Repeat, exactly and completely, the entries shown underneath.
# start of Material provided
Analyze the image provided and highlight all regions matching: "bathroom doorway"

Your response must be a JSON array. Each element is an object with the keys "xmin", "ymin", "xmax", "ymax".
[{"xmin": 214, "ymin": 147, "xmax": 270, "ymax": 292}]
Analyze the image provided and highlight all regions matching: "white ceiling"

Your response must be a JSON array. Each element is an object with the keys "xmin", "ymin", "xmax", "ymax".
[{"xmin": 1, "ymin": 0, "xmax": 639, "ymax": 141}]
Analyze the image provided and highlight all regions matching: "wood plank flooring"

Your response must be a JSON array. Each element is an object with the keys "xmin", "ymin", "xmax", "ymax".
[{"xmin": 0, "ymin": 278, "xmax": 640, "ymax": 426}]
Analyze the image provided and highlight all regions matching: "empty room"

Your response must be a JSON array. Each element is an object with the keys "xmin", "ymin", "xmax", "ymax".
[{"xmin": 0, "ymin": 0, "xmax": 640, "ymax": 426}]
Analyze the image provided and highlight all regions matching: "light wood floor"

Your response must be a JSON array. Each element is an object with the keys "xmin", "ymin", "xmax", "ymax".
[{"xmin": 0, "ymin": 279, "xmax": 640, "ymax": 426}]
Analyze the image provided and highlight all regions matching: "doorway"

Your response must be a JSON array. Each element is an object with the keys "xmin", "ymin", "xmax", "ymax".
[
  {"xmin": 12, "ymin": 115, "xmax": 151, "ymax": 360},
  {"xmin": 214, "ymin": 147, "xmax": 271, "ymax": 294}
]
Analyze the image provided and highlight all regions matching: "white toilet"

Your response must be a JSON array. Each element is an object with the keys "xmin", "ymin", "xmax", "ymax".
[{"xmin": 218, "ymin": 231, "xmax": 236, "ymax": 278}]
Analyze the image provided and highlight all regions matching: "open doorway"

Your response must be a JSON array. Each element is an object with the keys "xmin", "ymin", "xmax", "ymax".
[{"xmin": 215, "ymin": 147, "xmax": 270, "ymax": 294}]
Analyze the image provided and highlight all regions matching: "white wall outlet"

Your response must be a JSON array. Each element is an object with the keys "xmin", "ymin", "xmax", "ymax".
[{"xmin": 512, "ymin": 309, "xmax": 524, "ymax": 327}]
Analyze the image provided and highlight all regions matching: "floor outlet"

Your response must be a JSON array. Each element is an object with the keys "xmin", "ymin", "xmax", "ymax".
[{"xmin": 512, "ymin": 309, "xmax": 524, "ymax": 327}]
# end of Material provided
• [Solution to the problem]
Analyze the image provided and highlight all regions matching: "bathroom doorway"

Your response must be a JSON array. Each element is an object with the keys "xmin", "ymin", "xmax", "ymax".
[{"xmin": 214, "ymin": 147, "xmax": 270, "ymax": 292}]
Analyze the image provided and highlight all regions matching: "white ceiling"

Your response must be a JSON array. Each element is an object with the keys "xmin", "ymin", "xmax", "ymax".
[{"xmin": 1, "ymin": 0, "xmax": 639, "ymax": 141}]
Analyze the image provided and highlight all regions matching: "wood plank flooring"

Your response must be a JSON array. Each element is an object with the keys "xmin", "ymin", "xmax", "ymax".
[{"xmin": 0, "ymin": 278, "xmax": 640, "ymax": 426}]
Analyze the image provided and highlight all regions matching: "empty room"

Your response must be a JSON array. Each element is an object with the keys "xmin", "ymin", "xmax", "ymax".
[{"xmin": 0, "ymin": 0, "xmax": 640, "ymax": 426}]
Analyze the image provided and highlight all regions matching: "light wood floor"

Your response must be a JSON array. Each element is an object with the keys "xmin", "ymin", "xmax", "ymax".
[{"xmin": 0, "ymin": 279, "xmax": 640, "ymax": 426}]
Analyze the image provided and highlight all regions matching: "doorway"

Your response must be a JSON array. Each element is an object with the keys "xmin", "ymin", "xmax", "ymax".
[
  {"xmin": 12, "ymin": 115, "xmax": 151, "ymax": 360},
  {"xmin": 214, "ymin": 147, "xmax": 271, "ymax": 294}
]
Analyze the image provided and highlight all regions matching: "white toilet"

Your response must be a JSON array. Each element is an object with the keys "xmin", "ymin", "xmax", "ymax".
[{"xmin": 218, "ymin": 231, "xmax": 236, "ymax": 278}]
Analyze the image provided and highlight all regions matching: "open doorway"

Your response must be a JSON array. Each element is an object with the keys "xmin", "ymin", "xmax", "ymax".
[{"xmin": 215, "ymin": 147, "xmax": 270, "ymax": 294}]
Analyze the image provided and highlight all regions matching: "white wall outlet"

Your response must be a JSON array. Each element is an object with the keys "xmin", "ymin", "xmax", "ymax".
[{"xmin": 512, "ymin": 309, "xmax": 524, "ymax": 327}]
Analyze the image provided and highlight all regions matching: "floor outlet"

Your response must be a JSON array. Each element is an object with the keys "xmin", "ymin", "xmax", "ymax".
[{"xmin": 512, "ymin": 309, "xmax": 524, "ymax": 327}]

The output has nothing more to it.